───── Records supplied
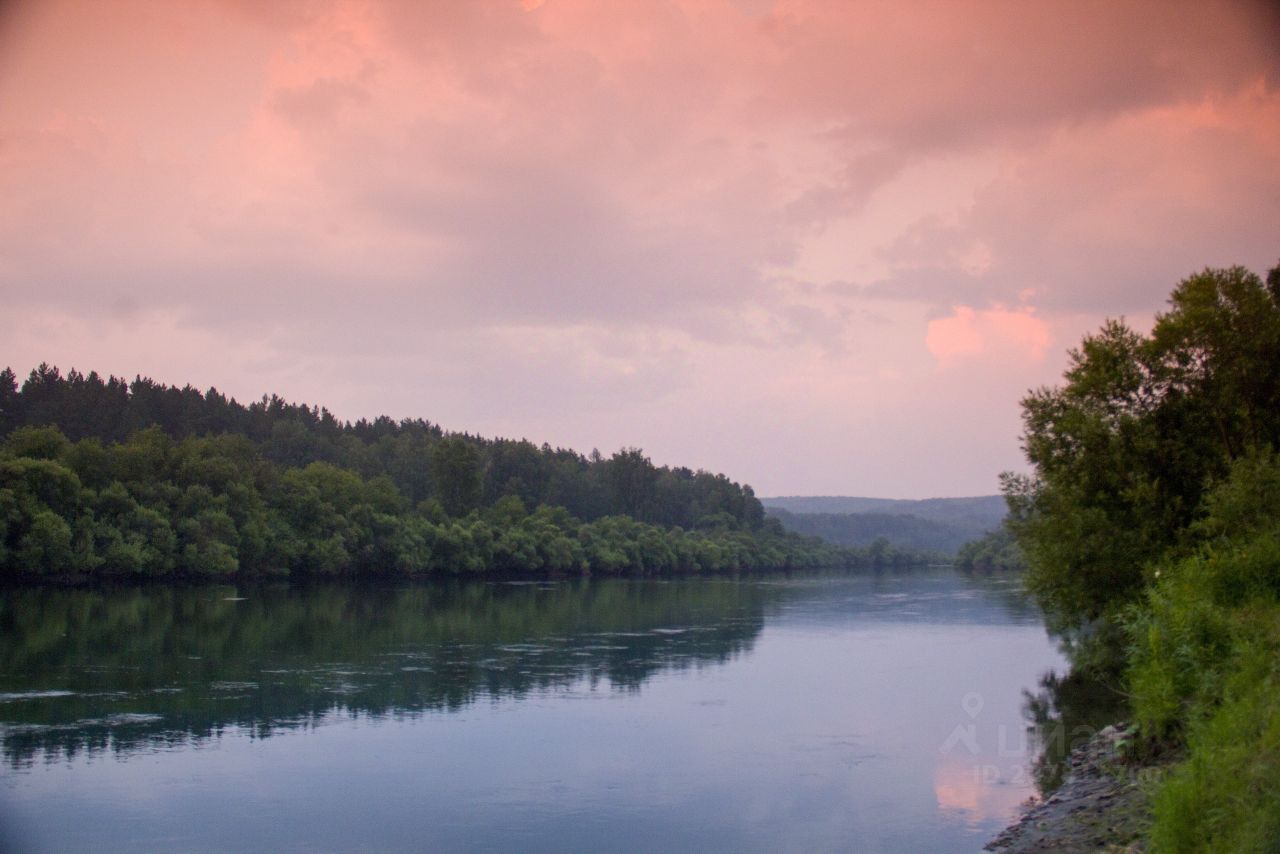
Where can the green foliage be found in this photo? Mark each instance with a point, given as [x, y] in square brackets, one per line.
[1156, 494]
[1125, 450]
[1226, 795]
[218, 506]
[997, 549]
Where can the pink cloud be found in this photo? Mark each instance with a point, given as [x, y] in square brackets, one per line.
[970, 333]
[603, 223]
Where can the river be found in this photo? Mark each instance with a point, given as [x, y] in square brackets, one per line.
[824, 712]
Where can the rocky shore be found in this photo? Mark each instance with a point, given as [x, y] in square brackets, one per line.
[1101, 804]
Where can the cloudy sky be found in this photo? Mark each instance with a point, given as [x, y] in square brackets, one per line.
[823, 247]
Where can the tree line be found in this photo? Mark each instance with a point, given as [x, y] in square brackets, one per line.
[1151, 529]
[105, 478]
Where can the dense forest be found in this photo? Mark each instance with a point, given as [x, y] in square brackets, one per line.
[1151, 528]
[113, 478]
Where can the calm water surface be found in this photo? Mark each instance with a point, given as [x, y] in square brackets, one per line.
[869, 713]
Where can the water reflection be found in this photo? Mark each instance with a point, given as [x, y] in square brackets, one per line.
[835, 712]
[120, 670]
[1064, 713]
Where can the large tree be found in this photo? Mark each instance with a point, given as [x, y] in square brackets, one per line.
[1125, 448]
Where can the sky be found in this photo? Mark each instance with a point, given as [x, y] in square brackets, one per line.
[822, 247]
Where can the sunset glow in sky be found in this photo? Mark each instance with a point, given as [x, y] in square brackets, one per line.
[823, 247]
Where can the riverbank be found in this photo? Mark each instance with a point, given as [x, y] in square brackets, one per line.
[1101, 805]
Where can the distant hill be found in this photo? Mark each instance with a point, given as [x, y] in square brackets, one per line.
[941, 524]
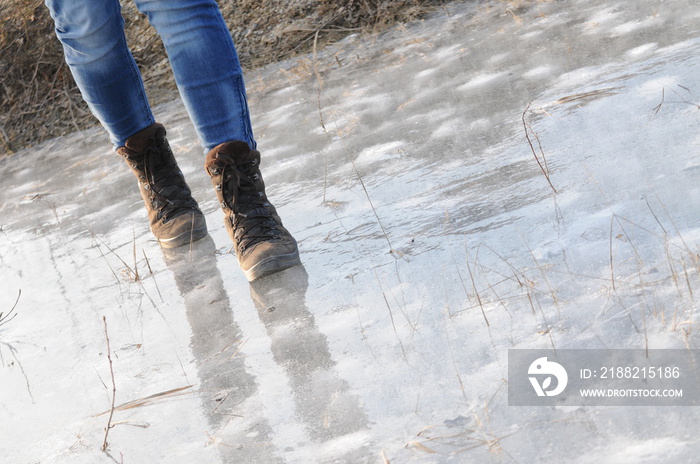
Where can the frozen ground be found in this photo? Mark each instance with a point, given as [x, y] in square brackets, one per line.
[431, 241]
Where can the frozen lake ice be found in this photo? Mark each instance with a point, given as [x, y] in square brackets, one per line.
[432, 243]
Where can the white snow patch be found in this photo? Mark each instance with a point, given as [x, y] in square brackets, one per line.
[384, 151]
[481, 79]
[645, 49]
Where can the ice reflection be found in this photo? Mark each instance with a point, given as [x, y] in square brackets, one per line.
[324, 406]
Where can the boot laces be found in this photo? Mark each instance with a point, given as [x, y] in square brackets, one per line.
[169, 194]
[251, 219]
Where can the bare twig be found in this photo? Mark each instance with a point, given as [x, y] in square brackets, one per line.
[114, 388]
[4, 319]
[543, 167]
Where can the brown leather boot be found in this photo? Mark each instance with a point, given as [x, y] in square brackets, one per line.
[175, 217]
[262, 244]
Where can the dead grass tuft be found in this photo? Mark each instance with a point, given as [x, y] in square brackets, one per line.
[39, 99]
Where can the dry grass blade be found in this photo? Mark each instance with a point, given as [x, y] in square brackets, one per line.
[114, 388]
[5, 318]
[542, 164]
[147, 400]
[587, 95]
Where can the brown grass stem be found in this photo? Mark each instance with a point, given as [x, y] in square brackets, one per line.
[114, 387]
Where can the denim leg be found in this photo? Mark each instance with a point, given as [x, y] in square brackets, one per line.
[92, 35]
[206, 67]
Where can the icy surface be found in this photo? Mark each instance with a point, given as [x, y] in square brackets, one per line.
[431, 239]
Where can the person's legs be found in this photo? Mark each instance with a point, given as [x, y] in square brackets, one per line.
[94, 44]
[92, 35]
[206, 67]
[209, 77]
──────────
## What to do
If pictures appear among the entries above, omit them; repeat everything else verbatim.

## Exercise result
Where can the green foliage be found in this photo? Mark each instance with a point, given as [x, y] in square brackets, one per line.
[1156, 494]
[1125, 450]
[1226, 795]
[218, 506]
[997, 549]
Where can the pink cloud be found in this photo? Mark each instance with a point, given as [x, y] in square brackets, one per line.
[970, 333]
[603, 223]
Where can the river be found in this photo? Mark each instance with a point, given as [x, y] in square brackets, one per line.
[824, 712]
Where can the rocky shore be found in this photo? Mark each instance with a point, given as [x, y] in square brackets, one per line.
[1101, 804]
Where can the cloudy sky be found in this photo? Mark each instance with a point, given as [x, y] in square brackets, one per line.
[823, 247]
Where can the tree line be found in this photo? Mark each instance with a point, given as [x, y] in square brackets, one per line.
[1151, 529]
[105, 478]
Where can the dense forest be found in this photo? Mark each instance with a point, given as [x, y] in square brackets, one per line.
[1151, 528]
[113, 478]
Where can the calm water surface be found in this photo? Mark each instance with a point, given as [x, y] in square brackets, one per line.
[869, 713]
Where can the water reflection be found in this photo? Mark each instance with a point, given as [x, y] in square brackets, one per line.
[835, 712]
[120, 670]
[1064, 713]
Where can the large tree be found in this photo? Mark each instance with a point, given as [x, y] in square brackets, one per line.
[1125, 448]
Where can the sky be found in this photo? Mark each instance with a point, given as [x, y] in square brackets, one per line.
[822, 247]
Where can the sunset glow in sky be found in this photo? Mark each instance with a point, given as [x, y] in square brackets, one per line.
[823, 247]
Where can the riverbank be found in this photo? Mark each instance with a point, given as [x, y] in square brackets, one per line.
[1101, 805]
Where can the distant hill be found in this photo? Mark each instance with a point, given as [x, y] in square brackets, one per line.
[941, 524]
Where can the frozen ground be found in this photo? Mark each instance with a point, given as [x, y] in square brackets, one per line.
[431, 241]
Where can the frozen lake ice be found in this photo? Mark each instance with a point, given as [x, y] in square brackets, one per line.
[432, 243]
Where can the white snow patch be found in this photo? Mark each instance with a point, given as [x, y] in square brackets, one per line.
[384, 151]
[481, 79]
[645, 49]
Where can the ice reflection be found in this photo? Mark each instance with a point, given as [x, y] in square brackets, one per line.
[324, 406]
Where can the boot laces be found in this photo? Mark each instance with a point, given as [x, y] in square brackets, one per line.
[169, 194]
[251, 219]
Where can the bare twig be found in this photo? Mark each instance with a point, given as [x, y] in square brackets, one per line.
[114, 388]
[4, 319]
[543, 167]
Where can the brown leather boot be found in this photo? Mark each instance with a point, given as [x, y] in square brackets, one per line.
[175, 217]
[262, 244]
Where can the dead grass tuft be found in this photo? Mark each instance with a point, given as [x, y] in square brackets, one per line.
[39, 99]
Where can the dry grass blade be found in this photo? Mark each instance with a point, given as [x, y] in square brackets, one per line.
[114, 388]
[5, 318]
[542, 164]
[147, 400]
[587, 95]
Where can the brown grass stem be found in this photo? Mark each instance with a point, given as [x, y] in square brackets, one per line.
[114, 387]
Where can the denim leg be found in this photo? Mark each instance with a point, given as [x, y] in square brackets, one per line.
[92, 35]
[206, 67]
Where can the icy surface be found in this photo? Mark each instance with a point, given as [x, y] in square brackets, one per line.
[431, 239]
Where can the person's legs be found in this photo? Mark each instance with a point, given as [x, y] in square brackets, one per line.
[94, 44]
[92, 35]
[206, 67]
[209, 77]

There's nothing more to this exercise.